* _Short problem_: Extract every line below, verbatim.

(Dataset rows)
BEGIN

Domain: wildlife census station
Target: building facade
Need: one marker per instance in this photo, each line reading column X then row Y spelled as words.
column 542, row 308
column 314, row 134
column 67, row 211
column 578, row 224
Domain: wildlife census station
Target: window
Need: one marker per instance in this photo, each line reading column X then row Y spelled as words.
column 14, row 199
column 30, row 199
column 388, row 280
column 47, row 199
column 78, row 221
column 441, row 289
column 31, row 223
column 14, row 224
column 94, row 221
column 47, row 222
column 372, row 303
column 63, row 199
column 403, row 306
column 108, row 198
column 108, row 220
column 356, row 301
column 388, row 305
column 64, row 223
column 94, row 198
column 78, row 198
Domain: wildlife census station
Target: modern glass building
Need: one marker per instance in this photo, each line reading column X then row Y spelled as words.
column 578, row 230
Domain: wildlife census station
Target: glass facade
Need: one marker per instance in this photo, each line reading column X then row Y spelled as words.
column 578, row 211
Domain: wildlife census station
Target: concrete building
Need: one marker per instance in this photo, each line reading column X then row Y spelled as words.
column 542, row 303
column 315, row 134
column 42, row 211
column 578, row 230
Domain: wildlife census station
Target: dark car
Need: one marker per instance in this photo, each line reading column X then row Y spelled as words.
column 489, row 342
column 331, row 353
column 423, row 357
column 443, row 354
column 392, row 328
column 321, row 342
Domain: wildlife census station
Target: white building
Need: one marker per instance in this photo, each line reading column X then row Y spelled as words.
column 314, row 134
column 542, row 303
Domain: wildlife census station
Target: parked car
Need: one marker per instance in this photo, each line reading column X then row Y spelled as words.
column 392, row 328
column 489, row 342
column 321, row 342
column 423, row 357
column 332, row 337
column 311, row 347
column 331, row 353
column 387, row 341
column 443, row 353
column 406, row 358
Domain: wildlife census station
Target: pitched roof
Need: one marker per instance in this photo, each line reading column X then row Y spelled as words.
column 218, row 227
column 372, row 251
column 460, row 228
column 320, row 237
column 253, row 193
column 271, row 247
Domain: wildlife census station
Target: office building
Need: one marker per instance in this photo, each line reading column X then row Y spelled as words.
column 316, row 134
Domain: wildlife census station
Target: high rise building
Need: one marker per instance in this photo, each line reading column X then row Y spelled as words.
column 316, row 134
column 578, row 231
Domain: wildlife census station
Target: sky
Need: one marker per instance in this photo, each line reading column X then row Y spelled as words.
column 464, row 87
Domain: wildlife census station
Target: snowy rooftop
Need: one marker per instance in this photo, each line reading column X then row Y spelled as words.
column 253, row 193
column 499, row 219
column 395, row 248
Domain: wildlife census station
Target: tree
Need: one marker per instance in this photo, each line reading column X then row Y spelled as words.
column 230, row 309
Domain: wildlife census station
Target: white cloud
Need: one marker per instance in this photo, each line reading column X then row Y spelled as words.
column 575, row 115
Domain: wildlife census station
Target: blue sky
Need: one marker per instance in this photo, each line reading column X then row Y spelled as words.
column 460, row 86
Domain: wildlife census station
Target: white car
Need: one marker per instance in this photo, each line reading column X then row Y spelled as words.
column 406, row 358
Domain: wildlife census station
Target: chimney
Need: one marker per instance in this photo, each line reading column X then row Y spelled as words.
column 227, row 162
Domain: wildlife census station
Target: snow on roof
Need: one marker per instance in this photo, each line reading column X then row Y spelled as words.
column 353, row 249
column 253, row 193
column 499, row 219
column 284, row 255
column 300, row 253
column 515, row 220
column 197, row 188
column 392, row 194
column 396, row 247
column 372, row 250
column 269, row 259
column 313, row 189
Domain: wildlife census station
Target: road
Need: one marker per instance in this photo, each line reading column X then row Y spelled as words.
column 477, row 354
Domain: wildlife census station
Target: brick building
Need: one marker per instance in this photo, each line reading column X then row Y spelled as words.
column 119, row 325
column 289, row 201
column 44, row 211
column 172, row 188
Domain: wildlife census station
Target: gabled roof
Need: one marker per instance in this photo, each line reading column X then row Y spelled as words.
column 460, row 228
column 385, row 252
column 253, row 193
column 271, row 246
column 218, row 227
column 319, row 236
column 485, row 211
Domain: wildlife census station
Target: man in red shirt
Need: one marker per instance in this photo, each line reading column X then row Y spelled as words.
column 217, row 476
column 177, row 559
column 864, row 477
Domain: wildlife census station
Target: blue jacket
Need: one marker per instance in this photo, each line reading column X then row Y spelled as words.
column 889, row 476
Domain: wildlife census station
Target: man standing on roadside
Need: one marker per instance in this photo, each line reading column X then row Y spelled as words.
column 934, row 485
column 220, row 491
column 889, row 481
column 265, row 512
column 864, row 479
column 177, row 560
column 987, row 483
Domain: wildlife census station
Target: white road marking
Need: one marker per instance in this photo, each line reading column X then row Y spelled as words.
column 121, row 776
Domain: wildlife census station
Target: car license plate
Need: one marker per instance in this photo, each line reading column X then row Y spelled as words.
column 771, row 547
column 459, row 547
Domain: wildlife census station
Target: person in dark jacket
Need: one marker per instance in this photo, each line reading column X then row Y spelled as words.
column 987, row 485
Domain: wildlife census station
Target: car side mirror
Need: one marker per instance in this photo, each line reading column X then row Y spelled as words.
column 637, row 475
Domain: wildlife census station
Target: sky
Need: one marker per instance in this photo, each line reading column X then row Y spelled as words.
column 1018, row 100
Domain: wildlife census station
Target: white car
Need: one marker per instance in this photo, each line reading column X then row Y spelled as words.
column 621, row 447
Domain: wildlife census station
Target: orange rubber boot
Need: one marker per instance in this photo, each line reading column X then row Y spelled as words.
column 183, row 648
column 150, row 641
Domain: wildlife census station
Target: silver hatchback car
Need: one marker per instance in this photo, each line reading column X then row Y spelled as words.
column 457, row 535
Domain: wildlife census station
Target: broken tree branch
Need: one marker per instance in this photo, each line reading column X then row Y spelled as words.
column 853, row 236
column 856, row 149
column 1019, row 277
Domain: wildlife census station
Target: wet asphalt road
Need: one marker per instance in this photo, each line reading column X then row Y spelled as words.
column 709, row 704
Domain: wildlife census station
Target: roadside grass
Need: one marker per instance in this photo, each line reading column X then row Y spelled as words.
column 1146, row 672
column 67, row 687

END

* _Response to the exercise_:
Domain: wildlife census station
Target: building facade
Need: one marker per instance in this photo, each line reading column X then row Y spelled as words.
column 542, row 308
column 314, row 134
column 67, row 211
column 578, row 224
Domain: wildlife census station
Target: window
Need: one marker per instance in this photo, each line reading column X then row Y spelled as words.
column 14, row 199
column 30, row 199
column 388, row 280
column 47, row 199
column 78, row 221
column 441, row 289
column 31, row 223
column 14, row 224
column 94, row 221
column 47, row 222
column 372, row 303
column 63, row 199
column 403, row 306
column 108, row 198
column 108, row 220
column 356, row 301
column 388, row 305
column 64, row 223
column 94, row 198
column 78, row 198
Domain: wildlife census station
Target: modern glass building
Need: one marker per instance in this photo, each line reading column X then row Y spelled as words.
column 578, row 230
Domain: wildlife census station
Target: glass facade
Need: one marker per instance in this photo, each line reading column X then row Y spelled as words.
column 578, row 211
Domain: wildlife census station
Target: concrete building
Need: one marker per instance in this photo, each line reading column X then row Y spelled as words.
column 542, row 303
column 315, row 134
column 42, row 211
column 578, row 230
Domain: wildlife census station
Target: dark car
Need: one marker per instance in this photo, each line reading column X then row Y spelled as words.
column 489, row 342
column 331, row 353
column 423, row 357
column 443, row 354
column 392, row 328
column 321, row 342
Domain: wildlife census station
Target: white building
Need: one marker per instance in this photo, each line reading column X then row Y spelled as words.
column 314, row 134
column 542, row 303
Domain: wildlife census station
Target: parked car
Need: one marker per instance in this photo, each line reading column X then row Y spelled as words.
column 392, row 328
column 489, row 342
column 321, row 342
column 423, row 357
column 332, row 337
column 311, row 347
column 331, row 353
column 387, row 341
column 443, row 353
column 406, row 358
Domain: wildlife census station
Target: pitched roof
Need: one marker per instance in this photo, each line reading column X then row Y spelled as words.
column 218, row 227
column 372, row 251
column 460, row 228
column 320, row 237
column 253, row 193
column 271, row 247
Domain: wildlife census station
Target: office building
Need: one marker per instance in this photo, each line reading column X then row Y spelled as words.
column 316, row 134
Domain: wildlife census station
Target: high rise building
Need: one marker per instance in this photo, each line reading column X then row Y spelled as words.
column 316, row 134
column 578, row 231
Domain: wildlife census station
Target: sky
Need: one marker per instance in this photo, each line reading column X then row Y spelled as words.
column 464, row 87
Domain: wildlife census station
Target: snowy rooftop
Need: one marker per instance in this photo, each line reading column X then row Y spelled as words.
column 253, row 193
column 499, row 219
column 395, row 248
Domain: wildlife census station
Target: tree
Need: one marker per instance in this photo, each line reading column X then row Y spelled as words.
column 230, row 309
Domain: wildlife census station
Target: white cloud
Need: one marker per instance in this photo, each line reading column X then row Y spelled as words.
column 575, row 115
Domain: wildlife census station
Target: blue sky
Need: one marker per instance in this photo, each line reading column X then row Y spelled as words.
column 460, row 86
Domain: wildlife census station
Target: white car
Need: one marker per instance in this photo, each line reading column X then row Y spelled as words.
column 406, row 358
Domain: wildlife census station
Target: chimney
Need: one marker per instance in this photo, each line reading column X then row Y spelled as words.
column 227, row 162
Domain: wildlife census station
Target: snow on roof
Need: one marker per instance in this photo, each line reading column X then row Y spelled as words.
column 353, row 249
column 253, row 193
column 499, row 219
column 284, row 255
column 300, row 253
column 515, row 220
column 197, row 188
column 392, row 194
column 396, row 247
column 372, row 250
column 269, row 259
column 313, row 189
Domain: wildlife census station
Target: road
Need: one marker per instance in this photo, each line reading column X then row Y spelled as words.
column 477, row 354
Domain: wildlife census station
Target: brick building
Need: one marker per instance in this photo, each line reading column X then row Y spelled as words.
column 119, row 325
column 289, row 201
column 44, row 211
column 172, row 188
Domain: wildlife census station
Target: gabled roof
Need: one marker per instance in this photo, each line reading column X then row Y spelled as words.
column 460, row 228
column 385, row 252
column 253, row 193
column 271, row 246
column 218, row 227
column 319, row 236
column 485, row 211
Domain: wildlife census station
Target: man in red shirt
Need: one marker per instance in this photo, each line reading column X then row Y spelled as words.
column 217, row 476
column 177, row 559
column 864, row 477
Domain: wildlife census station
Target: blue jacket
Need: one marker per instance in this photo, each line reading column X then row Y spelled as words.
column 889, row 476
Domain: wildlife census station
Target: man standing on roadside
Need: one marker per instance in this photo, each line reading column X then row Y spelled as words.
column 934, row 485
column 220, row 491
column 889, row 481
column 265, row 512
column 864, row 479
column 177, row 560
column 987, row 483
Domain: wildlife census station
Target: white road marking
Need: one marker per instance in this photo, each line reading column X then row Y spelled as words.
column 121, row 776
Domain: wildlife census station
Target: car license plate
Need: one marker per instance in this photo, each line reading column X then row Y spelled as words.
column 771, row 547
column 459, row 547
Domain: wildlife census station
Target: person in dark jacket
Need: one marker per instance in this photo, each line reading column X then row Y spelled as words.
column 987, row 485
Domain: wildlife census station
Target: car side mirror
Need: one marker per instance in this photo, each line reading column X then row Y spelled as words.
column 637, row 475
Domain: wildlife census station
Target: sky
Need: one marker per instance in this photo, each line reading column X then row Y spelled as words.
column 1018, row 100
Domain: wildlife census station
Target: white car
Need: one marker per instance in this photo, each line reading column X then row Y spelled as words.
column 621, row 447
Domain: wildlife census station
Target: orange rubber boot
Need: one marker per instance in this photo, each line reading column X then row Y spelled as words.
column 183, row 648
column 150, row 641
Domain: wildlife census station
Target: silver hatchback car
Need: one marker per instance in this photo, each line reading column X then row Y spelled as words.
column 457, row 535
Domain: wildlife census station
Target: broken tree branch
Need: one marker per instance in this photo, each line reading column X then row Y spelled as words.
column 853, row 236
column 856, row 149
column 1019, row 277
Domain: wildlife census station
Target: wet asphalt road
Need: one marker per instance in this photo, each line reading column X then row Y spelled as words.
column 709, row 704
Domain: wildlife census station
Target: roadside grass
Need: one marker per instance in this photo, each line reading column X then row Y spelled as words.
column 1146, row 672
column 67, row 687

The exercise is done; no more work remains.